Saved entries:
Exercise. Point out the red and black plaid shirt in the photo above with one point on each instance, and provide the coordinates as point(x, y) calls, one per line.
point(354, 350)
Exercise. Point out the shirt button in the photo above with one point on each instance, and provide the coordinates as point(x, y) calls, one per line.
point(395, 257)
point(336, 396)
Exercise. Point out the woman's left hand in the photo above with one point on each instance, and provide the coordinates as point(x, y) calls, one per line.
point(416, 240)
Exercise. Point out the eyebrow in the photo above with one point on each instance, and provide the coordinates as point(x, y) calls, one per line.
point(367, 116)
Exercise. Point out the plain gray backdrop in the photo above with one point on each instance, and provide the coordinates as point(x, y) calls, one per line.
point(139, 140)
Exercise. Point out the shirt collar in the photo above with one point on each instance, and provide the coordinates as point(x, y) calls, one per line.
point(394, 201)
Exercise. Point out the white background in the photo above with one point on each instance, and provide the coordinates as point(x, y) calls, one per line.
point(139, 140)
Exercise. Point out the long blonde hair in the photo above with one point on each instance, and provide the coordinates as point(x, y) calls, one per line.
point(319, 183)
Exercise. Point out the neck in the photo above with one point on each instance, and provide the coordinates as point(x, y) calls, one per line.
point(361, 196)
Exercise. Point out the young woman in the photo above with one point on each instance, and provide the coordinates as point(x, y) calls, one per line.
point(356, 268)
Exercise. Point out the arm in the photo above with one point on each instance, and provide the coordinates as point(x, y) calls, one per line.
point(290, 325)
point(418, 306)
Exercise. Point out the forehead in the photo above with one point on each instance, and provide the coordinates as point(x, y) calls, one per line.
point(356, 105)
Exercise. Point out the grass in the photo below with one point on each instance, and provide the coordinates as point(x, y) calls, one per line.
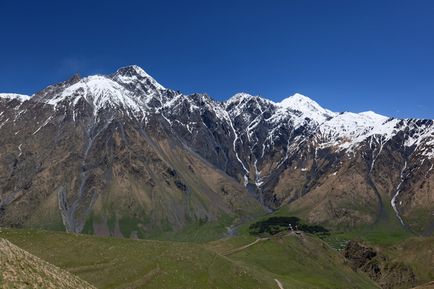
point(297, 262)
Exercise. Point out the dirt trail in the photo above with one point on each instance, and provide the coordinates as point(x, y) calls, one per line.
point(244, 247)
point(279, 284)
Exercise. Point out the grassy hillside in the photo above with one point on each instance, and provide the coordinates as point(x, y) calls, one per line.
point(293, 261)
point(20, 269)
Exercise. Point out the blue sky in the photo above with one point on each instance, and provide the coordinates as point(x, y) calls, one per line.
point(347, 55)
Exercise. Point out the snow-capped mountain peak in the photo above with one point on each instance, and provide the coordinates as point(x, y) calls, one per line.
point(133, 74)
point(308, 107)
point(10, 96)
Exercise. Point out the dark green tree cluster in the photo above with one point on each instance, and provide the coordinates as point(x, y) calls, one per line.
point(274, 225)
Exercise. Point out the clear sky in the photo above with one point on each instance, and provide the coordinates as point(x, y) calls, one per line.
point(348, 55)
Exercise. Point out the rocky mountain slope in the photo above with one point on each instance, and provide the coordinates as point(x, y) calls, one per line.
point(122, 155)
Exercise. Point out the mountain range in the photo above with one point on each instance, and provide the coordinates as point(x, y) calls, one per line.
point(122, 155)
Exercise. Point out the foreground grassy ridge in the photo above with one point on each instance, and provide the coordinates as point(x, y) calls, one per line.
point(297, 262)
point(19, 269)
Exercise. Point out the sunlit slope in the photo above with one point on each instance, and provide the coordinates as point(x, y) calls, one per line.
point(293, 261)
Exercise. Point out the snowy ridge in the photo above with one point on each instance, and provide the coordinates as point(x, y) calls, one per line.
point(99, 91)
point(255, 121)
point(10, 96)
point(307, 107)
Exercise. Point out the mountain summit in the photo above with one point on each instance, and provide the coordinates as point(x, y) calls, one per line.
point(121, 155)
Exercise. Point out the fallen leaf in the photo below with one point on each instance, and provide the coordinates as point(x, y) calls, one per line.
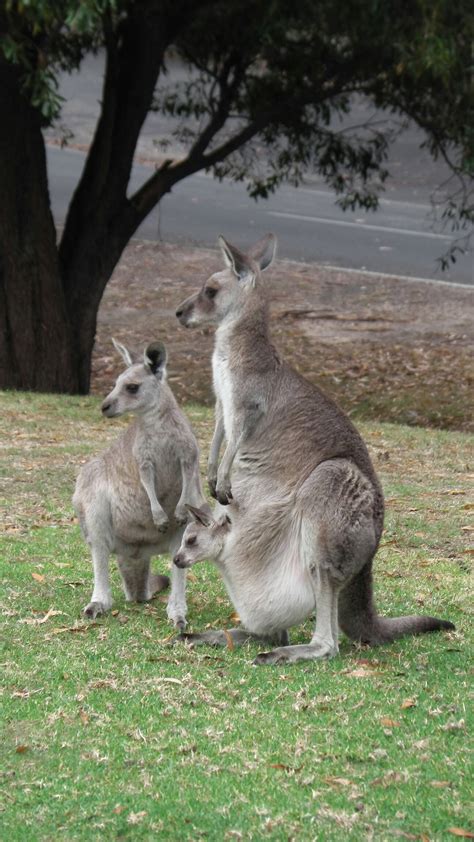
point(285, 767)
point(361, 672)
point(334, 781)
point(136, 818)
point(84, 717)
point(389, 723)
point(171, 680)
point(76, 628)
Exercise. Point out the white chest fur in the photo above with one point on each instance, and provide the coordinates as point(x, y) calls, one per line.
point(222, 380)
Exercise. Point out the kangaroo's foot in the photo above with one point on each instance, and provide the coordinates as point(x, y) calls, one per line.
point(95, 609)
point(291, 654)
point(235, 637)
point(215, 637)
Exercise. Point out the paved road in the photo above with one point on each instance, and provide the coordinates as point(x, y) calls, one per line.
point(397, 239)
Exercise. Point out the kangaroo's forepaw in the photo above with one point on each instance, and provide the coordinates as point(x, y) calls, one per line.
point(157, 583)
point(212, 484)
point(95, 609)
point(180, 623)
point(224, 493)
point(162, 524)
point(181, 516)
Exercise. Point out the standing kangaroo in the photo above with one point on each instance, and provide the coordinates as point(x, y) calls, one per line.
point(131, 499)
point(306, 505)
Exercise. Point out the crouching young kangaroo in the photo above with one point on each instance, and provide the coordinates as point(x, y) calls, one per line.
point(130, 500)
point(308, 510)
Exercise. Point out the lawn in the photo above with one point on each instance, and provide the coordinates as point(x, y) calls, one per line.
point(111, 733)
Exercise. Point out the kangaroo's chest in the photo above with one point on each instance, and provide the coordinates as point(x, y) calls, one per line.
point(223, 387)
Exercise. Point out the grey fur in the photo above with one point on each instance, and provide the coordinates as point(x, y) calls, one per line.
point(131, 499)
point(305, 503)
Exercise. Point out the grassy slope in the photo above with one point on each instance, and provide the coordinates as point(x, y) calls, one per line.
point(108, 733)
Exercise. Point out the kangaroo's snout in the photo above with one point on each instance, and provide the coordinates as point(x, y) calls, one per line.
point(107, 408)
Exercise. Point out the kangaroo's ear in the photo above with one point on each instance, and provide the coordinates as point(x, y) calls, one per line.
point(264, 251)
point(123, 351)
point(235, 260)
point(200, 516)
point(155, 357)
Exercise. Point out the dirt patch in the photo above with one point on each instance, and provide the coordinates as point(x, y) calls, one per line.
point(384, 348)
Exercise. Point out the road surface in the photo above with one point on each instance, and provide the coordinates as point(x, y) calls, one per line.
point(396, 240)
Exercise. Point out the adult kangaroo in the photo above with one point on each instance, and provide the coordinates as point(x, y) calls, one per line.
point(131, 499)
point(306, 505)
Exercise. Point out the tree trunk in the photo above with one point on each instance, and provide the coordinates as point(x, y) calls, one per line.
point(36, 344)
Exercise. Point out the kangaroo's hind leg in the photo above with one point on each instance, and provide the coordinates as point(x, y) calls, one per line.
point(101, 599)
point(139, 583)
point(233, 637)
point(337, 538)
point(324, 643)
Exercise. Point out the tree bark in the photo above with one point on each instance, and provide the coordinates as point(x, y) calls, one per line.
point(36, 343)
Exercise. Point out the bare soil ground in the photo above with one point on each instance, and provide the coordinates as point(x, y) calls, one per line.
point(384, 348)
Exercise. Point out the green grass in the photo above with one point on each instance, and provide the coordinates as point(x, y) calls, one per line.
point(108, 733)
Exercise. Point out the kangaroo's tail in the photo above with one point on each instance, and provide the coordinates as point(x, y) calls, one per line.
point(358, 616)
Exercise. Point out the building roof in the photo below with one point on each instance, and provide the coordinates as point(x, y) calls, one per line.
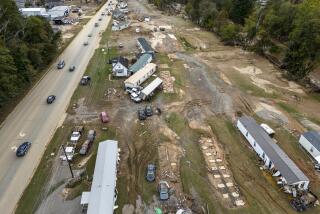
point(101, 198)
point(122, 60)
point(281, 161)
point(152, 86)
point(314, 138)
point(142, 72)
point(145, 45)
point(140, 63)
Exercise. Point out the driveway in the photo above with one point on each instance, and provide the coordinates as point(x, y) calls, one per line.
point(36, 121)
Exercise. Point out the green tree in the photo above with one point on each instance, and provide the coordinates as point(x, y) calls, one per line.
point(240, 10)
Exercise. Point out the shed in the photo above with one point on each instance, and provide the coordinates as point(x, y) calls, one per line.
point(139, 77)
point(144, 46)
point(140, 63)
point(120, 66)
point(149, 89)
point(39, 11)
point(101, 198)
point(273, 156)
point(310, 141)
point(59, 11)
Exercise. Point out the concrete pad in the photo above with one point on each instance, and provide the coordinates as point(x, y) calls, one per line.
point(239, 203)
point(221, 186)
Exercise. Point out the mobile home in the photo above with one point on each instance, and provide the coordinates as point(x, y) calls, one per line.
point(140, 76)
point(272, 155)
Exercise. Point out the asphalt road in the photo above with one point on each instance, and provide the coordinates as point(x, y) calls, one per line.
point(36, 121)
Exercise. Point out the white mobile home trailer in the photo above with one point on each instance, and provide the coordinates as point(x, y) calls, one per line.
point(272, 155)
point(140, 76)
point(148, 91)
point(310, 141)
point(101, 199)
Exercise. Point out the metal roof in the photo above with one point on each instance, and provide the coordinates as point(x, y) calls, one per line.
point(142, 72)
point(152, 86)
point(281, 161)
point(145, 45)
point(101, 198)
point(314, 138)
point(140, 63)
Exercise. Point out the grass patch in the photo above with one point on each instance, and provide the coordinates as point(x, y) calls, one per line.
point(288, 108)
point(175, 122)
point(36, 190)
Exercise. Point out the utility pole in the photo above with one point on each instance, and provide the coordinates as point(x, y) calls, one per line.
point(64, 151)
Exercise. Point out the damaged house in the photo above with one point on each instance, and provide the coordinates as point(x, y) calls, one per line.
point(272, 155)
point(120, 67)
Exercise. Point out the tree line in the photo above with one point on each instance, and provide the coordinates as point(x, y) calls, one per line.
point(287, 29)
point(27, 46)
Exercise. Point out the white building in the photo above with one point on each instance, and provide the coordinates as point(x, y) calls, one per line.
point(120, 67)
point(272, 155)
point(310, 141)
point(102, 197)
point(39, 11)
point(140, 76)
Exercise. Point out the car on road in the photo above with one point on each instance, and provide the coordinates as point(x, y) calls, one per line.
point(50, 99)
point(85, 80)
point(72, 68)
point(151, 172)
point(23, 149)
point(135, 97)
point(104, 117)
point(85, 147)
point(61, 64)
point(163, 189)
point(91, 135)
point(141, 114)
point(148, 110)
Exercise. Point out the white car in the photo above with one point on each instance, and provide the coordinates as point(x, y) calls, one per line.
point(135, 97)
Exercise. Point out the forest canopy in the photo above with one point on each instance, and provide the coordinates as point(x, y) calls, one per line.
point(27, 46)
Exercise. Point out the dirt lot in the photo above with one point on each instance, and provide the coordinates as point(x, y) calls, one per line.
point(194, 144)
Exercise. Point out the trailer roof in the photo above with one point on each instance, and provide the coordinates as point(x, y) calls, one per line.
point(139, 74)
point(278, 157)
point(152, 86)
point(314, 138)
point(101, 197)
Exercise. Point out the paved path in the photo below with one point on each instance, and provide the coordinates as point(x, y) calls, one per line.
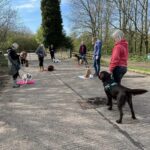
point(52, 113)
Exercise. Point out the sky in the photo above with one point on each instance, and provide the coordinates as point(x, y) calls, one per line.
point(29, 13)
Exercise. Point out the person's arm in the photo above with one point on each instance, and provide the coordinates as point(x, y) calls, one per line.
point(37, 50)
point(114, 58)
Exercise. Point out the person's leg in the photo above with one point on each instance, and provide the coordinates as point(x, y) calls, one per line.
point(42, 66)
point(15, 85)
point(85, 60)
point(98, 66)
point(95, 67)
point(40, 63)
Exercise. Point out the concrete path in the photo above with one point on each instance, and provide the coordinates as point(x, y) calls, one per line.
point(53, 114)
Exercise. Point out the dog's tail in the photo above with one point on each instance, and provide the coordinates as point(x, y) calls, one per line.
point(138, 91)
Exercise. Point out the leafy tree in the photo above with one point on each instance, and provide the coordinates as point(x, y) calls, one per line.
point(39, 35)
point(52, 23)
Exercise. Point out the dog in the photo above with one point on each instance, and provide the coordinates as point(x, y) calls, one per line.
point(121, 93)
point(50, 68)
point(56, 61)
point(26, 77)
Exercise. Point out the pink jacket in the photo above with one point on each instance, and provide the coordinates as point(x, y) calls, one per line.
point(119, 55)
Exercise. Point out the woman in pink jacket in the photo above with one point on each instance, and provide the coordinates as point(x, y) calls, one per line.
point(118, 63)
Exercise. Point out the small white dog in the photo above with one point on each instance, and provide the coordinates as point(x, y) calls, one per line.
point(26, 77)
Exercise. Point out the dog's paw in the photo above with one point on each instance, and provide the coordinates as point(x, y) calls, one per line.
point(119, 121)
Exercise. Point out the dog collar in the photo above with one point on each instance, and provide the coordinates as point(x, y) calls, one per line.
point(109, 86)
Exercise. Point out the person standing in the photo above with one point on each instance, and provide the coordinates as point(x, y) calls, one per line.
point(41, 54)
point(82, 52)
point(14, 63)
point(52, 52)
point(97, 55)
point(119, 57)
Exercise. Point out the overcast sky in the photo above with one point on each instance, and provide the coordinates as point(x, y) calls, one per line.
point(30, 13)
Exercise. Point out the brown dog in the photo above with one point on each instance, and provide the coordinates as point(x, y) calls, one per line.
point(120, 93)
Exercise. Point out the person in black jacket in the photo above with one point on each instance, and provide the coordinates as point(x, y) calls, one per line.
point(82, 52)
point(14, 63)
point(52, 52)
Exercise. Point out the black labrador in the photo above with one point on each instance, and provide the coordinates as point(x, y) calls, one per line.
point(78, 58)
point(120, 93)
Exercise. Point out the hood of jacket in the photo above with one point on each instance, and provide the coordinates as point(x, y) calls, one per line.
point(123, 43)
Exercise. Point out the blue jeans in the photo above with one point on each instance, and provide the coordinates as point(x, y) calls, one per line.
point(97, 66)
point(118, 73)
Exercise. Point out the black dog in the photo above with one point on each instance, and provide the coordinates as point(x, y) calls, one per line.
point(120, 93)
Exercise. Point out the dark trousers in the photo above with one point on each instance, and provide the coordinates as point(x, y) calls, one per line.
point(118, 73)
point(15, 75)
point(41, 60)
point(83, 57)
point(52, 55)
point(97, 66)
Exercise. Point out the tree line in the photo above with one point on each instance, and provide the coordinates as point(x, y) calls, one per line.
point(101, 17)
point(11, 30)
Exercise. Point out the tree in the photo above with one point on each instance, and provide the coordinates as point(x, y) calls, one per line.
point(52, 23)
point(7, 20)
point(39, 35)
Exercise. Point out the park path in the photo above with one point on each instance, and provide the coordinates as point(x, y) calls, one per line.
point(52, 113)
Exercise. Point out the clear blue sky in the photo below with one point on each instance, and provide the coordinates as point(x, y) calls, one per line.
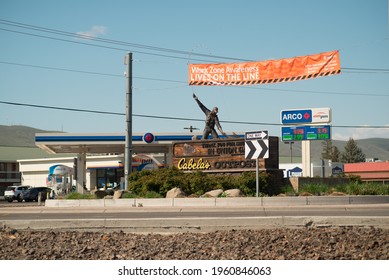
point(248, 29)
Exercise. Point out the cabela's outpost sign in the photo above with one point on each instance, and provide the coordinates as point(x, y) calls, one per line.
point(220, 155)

### [Problem]
Reproduce every line unchanged from the one containing "Exercise. Point out the dog's tail" down to the one containing "point(30, 13)", with both of those lines included.

### [Result of the task]
Exercise. Point out the dog's tail in the photo above with one point on each instance, and provide the coordinates as point(x, y) calls, one per line.
point(138, 91)
Exercise. Point out the leafy tree in the photo above with one point on each instance, and provide the coordinates as point(x, y) calls, one per line.
point(39, 35)
point(52, 23)
Exercise. Point out the dog in the photo above with one point on each instance, and provide the coordinates as point(x, y) calls, one per line.
point(121, 93)
point(50, 68)
point(56, 61)
point(26, 77)
Exercise. Point out the pink jacket in the photo above with one point on each instance, and provide the coordinates as point(x, y) calls, one per line.
point(119, 55)
Exercise. Point out the woman in pink jacket in the photo above with one point on each instance, and provide the coordinates as point(x, y) calls, one per line.
point(118, 63)
Exercise. Point out the small white dog in the photo above with one point on each instance, and provide the coordinates as point(x, y) calls, one per line.
point(26, 77)
Exercise. Point out the dog's paw in the photo above with one point on each instance, and provide the coordinates as point(x, y) calls, one per line.
point(119, 121)
Exercise. Point out the dog collar in the photo above with one point on each instance, and provide the coordinates as point(x, y) calls, one per line.
point(109, 86)
Exercise. Point out the person standing in the photo above with one point on each instance, and provide the coordinates as point(x, y) calls, one per line.
point(41, 54)
point(82, 52)
point(14, 63)
point(52, 52)
point(97, 55)
point(119, 57)
Exercise. Point out the overcast sky in the photo above with one point on each instance, and provide the coordinates as point(x, y) calls, one per line.
point(30, 13)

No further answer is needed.